■ **Enunciado**
Enumera, por favor, todos los personajes que interpretó Roepke según la sección «La actriz» del fragmento, cada uno con la obra en que lo hizo.

■ **Fragmento**
La actriz. En los primeros años de la compañía, Roepke se dedicó principalmente a la actuación. Su debut como La penitencia en El peregrino dio paso a otras interpretaciones, encarnando roles como la señora Gertrudis en El abanico, la institutriz en La comedia de la felicidad, la señora Mercadet en El gran farsante, La loca en Comedias de guerra, la señora Eynsford en Pigmalión y Annie Parker en Cuando nos casemos. Estos personajes, mujeres de diferentes estratos sociales y niveles de insatisfacción, anticiparon una transformación teatral impregnada de intriga y pronta rebeldía. Inclusive, el asesinato se coló en escena.
La poeta. María Sara Sofía Gabriela de Lourdes Roepke Bahamonde adoptó el cuarto nombre en honor a una íntima amiga de su madre, la ilustre Gabriela Mistral. Según sus propios recuerdos, Roepke entabló encuentros con Mistral desde su infancia. “Recuerda haber visto a la Mistral en casa muchas veces e, incluso, en más de una oportunidad haberle cedido su pieza para que durmiera la siesta” (Martín Laso, revista Qué pasa, 19 de enero de 1981). Esta camaradería no solo la vincula con la laureada Premio Nobel por lazos familiares, sino también por la poesía misma. En 1944 y 1947, Roepke había dado a luz a dos colecciones de versos: Primera canciones y Jardín solo.
La dramaturga. La incursión de Roepke en la creación teatral se gestó de manera tardía si consideramos sus inicios a principios de la década de 1940, cuando se desempeñaba en roles administrativos y de actuación. Su ópera prima, La invitación, debutó en 1954, cosechando en el mismo año los galardones Municipal de Santiago y el Caupolicán otorgado por la Asociación de Cronistas de Radio, Cine y Teatro. A esta le siguieron Las santas mujeres (1955), Los culpables (1955; estrenada por el Teatro de Ensayo en su primera gira a Lima), Una mariposa blanca y Los peligros de la buena literatura (ambas de 1957, presentadas en Chapel Hill, Estados Unidos, por un elenco compuesto por estudiantes de la Universidad de Carolina del Norte), La telaraña (1958; donde su entrañable amigo Luis Alberto Heiremans la acompañó en la actuación), Juegos silenciosos (1959; llevada dos años después por el Teatro de Ensayo a una destacada gira en Madrid), Casi en primavera y Un castillo sin fantasmas (1962; ambas estrenadas como lecturas dramatizadas en España); El fin de semana (1965) y Martes 13 (publicada en 1970 pero estrenada en Nueva York bajo el título de “Three Non-Shakespearean one Acts” como parte de la escena Off-Broadway). En todas estas obras, se teje un hilo temático común: personajes, mayormente mujeres, impregnadas de un halo de resentimiento, nostalgia y humor estrambótico. Los misterios que circundan la vida y la muerte no le resultaron ajenos a Roepke, quien, en cada obra suya, estimula la brecha mediante acciones como el crimen, la pasión y, a veces, la locura.

Parte de un archivo de datos:
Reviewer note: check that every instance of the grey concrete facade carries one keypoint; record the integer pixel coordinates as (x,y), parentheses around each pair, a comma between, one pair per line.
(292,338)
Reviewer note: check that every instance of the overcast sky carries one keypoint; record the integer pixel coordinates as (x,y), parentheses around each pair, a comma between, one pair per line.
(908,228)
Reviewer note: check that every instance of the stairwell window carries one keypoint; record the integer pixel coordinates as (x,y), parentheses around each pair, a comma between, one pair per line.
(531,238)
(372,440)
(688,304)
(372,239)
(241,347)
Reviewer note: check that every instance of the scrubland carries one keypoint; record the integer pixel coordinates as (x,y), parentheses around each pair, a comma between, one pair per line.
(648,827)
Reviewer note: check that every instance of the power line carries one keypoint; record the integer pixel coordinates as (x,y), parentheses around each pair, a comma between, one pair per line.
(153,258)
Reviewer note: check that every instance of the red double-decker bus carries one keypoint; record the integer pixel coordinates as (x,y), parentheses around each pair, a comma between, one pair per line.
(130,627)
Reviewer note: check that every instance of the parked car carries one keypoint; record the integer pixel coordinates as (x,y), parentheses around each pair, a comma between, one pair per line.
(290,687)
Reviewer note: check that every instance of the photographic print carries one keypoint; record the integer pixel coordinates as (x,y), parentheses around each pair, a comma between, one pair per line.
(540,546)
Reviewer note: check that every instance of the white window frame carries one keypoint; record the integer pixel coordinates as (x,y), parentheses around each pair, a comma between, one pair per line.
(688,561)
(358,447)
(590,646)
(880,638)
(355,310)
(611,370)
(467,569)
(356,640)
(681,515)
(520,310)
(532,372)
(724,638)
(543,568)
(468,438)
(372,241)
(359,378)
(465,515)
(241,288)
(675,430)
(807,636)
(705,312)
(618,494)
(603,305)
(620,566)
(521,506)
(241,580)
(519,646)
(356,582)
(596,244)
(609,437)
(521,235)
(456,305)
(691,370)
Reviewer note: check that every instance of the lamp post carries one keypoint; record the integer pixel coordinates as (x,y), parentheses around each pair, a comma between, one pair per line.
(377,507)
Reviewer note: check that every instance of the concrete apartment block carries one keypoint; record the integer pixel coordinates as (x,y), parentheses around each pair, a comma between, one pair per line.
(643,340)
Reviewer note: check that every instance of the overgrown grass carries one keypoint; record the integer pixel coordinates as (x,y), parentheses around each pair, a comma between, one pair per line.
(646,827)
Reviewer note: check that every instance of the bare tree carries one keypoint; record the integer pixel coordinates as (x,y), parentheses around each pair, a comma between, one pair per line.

■ **Solución del ejercicio**
- La penitencia, en El peregrino
- La señora Gertrudis, en El abanico
- La institutriz, en La comedia de la felicidad
- La señora Mercadet, en El gran farsante
- La loca, en Comedias de guerra
- La señora Eynsford, en Pigmalión
- Annie Parker, en Cuando nos casemos